Please output exactly the run of lines that starts at the line with "the grass, locate" and ends at the last line of the records below.

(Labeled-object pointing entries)
——
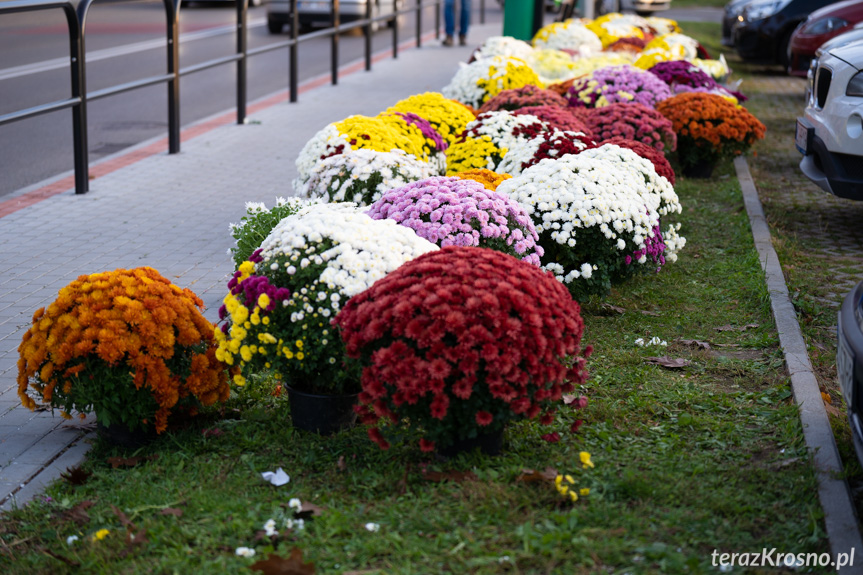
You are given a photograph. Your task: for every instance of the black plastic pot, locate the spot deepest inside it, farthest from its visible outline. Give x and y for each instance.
(322, 414)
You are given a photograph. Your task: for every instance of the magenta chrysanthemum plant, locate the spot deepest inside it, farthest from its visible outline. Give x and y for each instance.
(618, 84)
(551, 144)
(633, 122)
(456, 212)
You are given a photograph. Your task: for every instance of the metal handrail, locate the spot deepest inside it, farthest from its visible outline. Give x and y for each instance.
(76, 19)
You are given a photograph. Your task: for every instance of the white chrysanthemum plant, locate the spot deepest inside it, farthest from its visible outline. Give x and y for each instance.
(571, 35)
(503, 46)
(598, 224)
(476, 82)
(363, 176)
(654, 185)
(552, 66)
(504, 128)
(281, 301)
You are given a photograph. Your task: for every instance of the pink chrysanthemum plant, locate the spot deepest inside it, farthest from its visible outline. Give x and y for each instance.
(458, 212)
(459, 342)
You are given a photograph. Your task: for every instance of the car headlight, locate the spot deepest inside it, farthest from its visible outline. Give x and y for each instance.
(761, 9)
(855, 86)
(823, 26)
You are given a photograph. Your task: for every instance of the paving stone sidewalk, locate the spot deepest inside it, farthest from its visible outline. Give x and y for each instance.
(169, 212)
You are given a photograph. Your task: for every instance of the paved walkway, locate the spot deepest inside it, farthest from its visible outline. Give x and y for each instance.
(169, 212)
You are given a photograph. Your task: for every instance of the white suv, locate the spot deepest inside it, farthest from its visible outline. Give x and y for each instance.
(830, 134)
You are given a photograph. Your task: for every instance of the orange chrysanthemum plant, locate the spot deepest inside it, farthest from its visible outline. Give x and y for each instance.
(709, 127)
(126, 344)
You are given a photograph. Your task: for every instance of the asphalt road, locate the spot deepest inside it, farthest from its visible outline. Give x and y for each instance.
(125, 41)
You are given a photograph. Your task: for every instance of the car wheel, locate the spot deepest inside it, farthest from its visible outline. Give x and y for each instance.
(274, 26)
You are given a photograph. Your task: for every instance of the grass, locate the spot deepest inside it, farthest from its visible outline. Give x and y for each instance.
(709, 457)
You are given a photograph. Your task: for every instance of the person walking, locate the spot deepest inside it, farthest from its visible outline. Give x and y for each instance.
(449, 21)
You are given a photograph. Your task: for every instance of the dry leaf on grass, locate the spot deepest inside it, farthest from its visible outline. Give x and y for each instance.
(76, 475)
(78, 513)
(277, 565)
(695, 343)
(456, 476)
(667, 362)
(129, 461)
(741, 328)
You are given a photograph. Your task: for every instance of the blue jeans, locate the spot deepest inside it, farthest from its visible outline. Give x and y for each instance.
(449, 17)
——
● The reply
You are given a photograph. Your task: for every instance of the grass, locate the spot deepest inside it, farthest from its visible outline. Give x and y for each instance.
(709, 457)
You are given a photograph. Your task: for every instance of the person walking, locate the spot deepest inside it, farthest from its visible outline. Give x and y for each instance.
(449, 21)
You are given a photograph. Your task: for every instance of the dry leaf on grass, locate the spot deepest inside it, farthest from its visible outline. Give x and y for each instance.
(76, 475)
(78, 513)
(277, 565)
(695, 343)
(456, 476)
(667, 362)
(129, 461)
(741, 328)
You are given a photograph. Your task: for every instance of the blue jeans, locate the spot deepest inside it, farthest from its visible outline. Give x and y for each instance.
(449, 17)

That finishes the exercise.